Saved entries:
══════

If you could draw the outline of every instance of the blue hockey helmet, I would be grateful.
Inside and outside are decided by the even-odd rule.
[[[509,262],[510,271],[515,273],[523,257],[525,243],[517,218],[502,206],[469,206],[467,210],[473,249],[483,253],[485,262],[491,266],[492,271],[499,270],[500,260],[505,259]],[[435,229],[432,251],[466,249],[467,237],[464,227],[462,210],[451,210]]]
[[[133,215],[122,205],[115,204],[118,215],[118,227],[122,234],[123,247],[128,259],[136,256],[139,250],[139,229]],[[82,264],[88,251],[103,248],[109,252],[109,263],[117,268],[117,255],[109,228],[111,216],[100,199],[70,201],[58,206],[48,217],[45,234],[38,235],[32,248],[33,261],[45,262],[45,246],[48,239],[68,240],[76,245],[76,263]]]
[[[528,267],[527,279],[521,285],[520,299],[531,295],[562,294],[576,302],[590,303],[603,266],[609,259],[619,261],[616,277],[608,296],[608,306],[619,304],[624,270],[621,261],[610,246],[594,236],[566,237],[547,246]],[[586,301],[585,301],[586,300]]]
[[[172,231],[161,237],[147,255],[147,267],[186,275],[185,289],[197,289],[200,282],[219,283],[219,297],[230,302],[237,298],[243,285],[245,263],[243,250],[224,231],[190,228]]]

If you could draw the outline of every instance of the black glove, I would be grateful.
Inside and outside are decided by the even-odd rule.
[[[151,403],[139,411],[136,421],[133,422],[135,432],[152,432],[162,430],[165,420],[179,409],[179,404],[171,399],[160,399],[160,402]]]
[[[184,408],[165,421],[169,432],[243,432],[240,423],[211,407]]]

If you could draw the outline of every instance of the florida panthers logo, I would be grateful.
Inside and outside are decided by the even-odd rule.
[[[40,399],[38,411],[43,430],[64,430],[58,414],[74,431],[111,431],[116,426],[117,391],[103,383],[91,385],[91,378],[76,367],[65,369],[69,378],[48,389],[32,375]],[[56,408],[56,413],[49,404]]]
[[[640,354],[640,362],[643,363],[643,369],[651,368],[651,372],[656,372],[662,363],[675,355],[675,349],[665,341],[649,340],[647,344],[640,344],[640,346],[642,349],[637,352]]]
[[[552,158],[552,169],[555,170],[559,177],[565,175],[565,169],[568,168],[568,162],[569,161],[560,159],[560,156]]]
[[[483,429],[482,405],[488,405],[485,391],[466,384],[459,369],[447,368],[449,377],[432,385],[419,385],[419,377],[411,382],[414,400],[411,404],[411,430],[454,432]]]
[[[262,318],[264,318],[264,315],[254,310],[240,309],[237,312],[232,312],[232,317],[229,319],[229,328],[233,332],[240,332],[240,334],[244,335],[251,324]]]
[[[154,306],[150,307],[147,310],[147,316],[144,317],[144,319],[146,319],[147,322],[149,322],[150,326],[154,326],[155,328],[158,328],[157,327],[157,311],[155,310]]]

══════

> _Prompt_
Search the records for the word "grateful". Copy each line where it appears.

> _Response area_
If you could draw the outline of every instance of the blue hockey helmet, I would be grateful.
If you could draw the outline of every instance of the black glove, I would be grateful.
If you could draw the outline of every instance of the florida panthers logo, I would be grateful.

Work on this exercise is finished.